### Source extract
▼▼▼

Personal information
- Born: December 26, 1991 (age 34) Miami, Florida, U.S.
- Listed height: 6 ft 0 in (1.83 m)
- Listed weight: 195 lb (88 kg)

Career information
- High school: Miami Palmetto (Pinecrest, Florida}
- College: Kansas State
- NFL draft: 2015: 6th round, 196th overall pick

Career history
- Philadelphia Eagles (2015); San Diego / Los Angeles Chargers (2016–2017)*; Hamilton Tiger-Cats (2018); Ottawa Redblacks (2018–2022); Montreal Alouettes (2023)*;
- * Offseason and/or practice squad member only

Awards and highlights
- First-team All-Big 12 (2014);
- Stats at Pro Football Reference
- Stats at CFL.ca

= Randall Evans =

American gridiron football player (born 1991)

Randall Lemont Evans (born December 26, 1991) is an American professional football defensive back who is a free agent. He was selected by the Philadelphia Eagles in the sixth round of the 2015 NFL draft. He played college football at Kansas State. He has also been a member of the San Diego / Los Angeles Chargers, Hamilton Tiger-Cats, Ottawa Redblacks and Montreal Alouettes.

==Early life==
Evans lettered all four years at Miami Palmetto High School and helped the Panthers earn a 9–3 record and reach the 2nd round of the state playoffs as junior. He intercepted seven passes and recorded 65 tackles as a junior and came back with five interceptions and 50 tackles as a senior. He participated in the inaugural Miami-Dade/Broward Public vs. Private All-Star Game in January 2010.

▲▲▲

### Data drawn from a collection
▼▼▼

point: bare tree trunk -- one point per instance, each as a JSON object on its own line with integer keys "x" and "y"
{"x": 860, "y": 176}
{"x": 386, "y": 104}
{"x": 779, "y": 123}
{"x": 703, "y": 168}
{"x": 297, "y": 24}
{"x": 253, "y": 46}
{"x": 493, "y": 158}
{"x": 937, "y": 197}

▲▲▲

### Problem 1
According to the Randall Evans article, which team selected Evans in the 2015 NFL draft?
### Problem 2
Resume the Randall Evans article from the point where it stops.

### Exercise answer 1
The Philadelphia Eagles.

### Exercise answer 2
He played collegiately at Kansas State.

==Professional career==
===Philadelphia Eagles===
Evans was selected in the sixth round of the 2015 NFL draft as the 196th overall pick by the Philadelphia Eagles. On September 4, 2015 Evans was cut in the final preseason cuts. On September 6, 2015, Evans was signed to the Eagles practice squad. On January 2, 2016, Evans was promoted to the active roster after the Eagles placed nose tackle Bennie Logan on injured reserve with a calf injury. On August 28, 2016, Evans was waived by the Eagles.

===San Diego Chargers===
On December 7, 2016, Evans was signed to the San Diego Chargers' practice squad. He signed a reserve/future contract with the Chargers on January 3, 2017. He was waived on September 2, 2017.

=== Hamilton Tiger-Cats ===
Evans joined the Hamilton Tiger-Cats of the Canadian Football League (CFL) in time for the 2018 season, playing one game with the team before being released.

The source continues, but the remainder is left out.